Collection entries

::::::::

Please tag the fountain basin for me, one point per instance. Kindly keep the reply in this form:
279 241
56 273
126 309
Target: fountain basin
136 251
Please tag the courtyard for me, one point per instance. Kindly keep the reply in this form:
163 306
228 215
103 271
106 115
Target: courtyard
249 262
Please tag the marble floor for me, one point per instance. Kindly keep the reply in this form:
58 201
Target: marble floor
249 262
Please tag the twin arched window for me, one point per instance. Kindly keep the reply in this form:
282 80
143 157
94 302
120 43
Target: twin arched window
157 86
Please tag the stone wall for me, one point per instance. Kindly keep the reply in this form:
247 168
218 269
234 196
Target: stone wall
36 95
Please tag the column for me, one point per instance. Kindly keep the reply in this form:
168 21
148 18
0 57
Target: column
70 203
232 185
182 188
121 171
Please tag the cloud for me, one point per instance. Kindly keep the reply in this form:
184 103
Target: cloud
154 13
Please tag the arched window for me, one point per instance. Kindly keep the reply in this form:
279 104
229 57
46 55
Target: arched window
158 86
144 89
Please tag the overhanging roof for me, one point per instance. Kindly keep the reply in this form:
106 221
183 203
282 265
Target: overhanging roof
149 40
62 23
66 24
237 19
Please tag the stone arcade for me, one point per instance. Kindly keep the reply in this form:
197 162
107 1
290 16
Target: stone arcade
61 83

::::::::

Rewrite the listing so that each "Target" becomes "Label", leaving every other word and number as it is.

• Problem solution:
Please tag the fountain basin for me, one point per instance. Kindly keep the reply in this form:
279 241
56 273
126 309
Label: fountain basin
136 251
Please tag the courtyard for me, one point per instance. Kindly keep the reply in this form:
163 306
228 215
103 271
106 115
Label: courtyard
249 262
Please tag the marble floor for me, one point per instance. Kindly keep the reply in this form:
58 201
Label: marble floor
249 262
Please tag the twin arched window for me, one point per instance. Kindly keep the reply in this form:
282 80
143 157
94 302
120 43
Label: twin arched window
157 86
Please tag the stone wall for me, one point per instance. Kindly keep the reply in this form:
247 168
218 269
234 196
Label: stone wall
36 95
Please tag the column for me, one point per instance. Kindly keep the reply in this form:
168 21
148 18
0 57
Label: column
70 203
232 185
182 188
121 171
Please tag the cloud for me, one point per instance. Kindly keep the reply in this form:
184 103
Label: cloud
154 13
Please tag the arched window for me, one point per instance. Kindly keep the reply in this form:
279 104
229 57
46 55
Label: arched window
158 86
144 89
Please tag the overhanging roof for me, one point per instance. Kindly keep the reply in this form:
106 221
183 203
282 265
Label: overhanging roof
149 40
62 23
66 24
237 19
Please tag the stone arcade for me, one point per instance. Kindly keep the reply in this form:
197 162
107 1
290 16
Label: stone arcade
61 83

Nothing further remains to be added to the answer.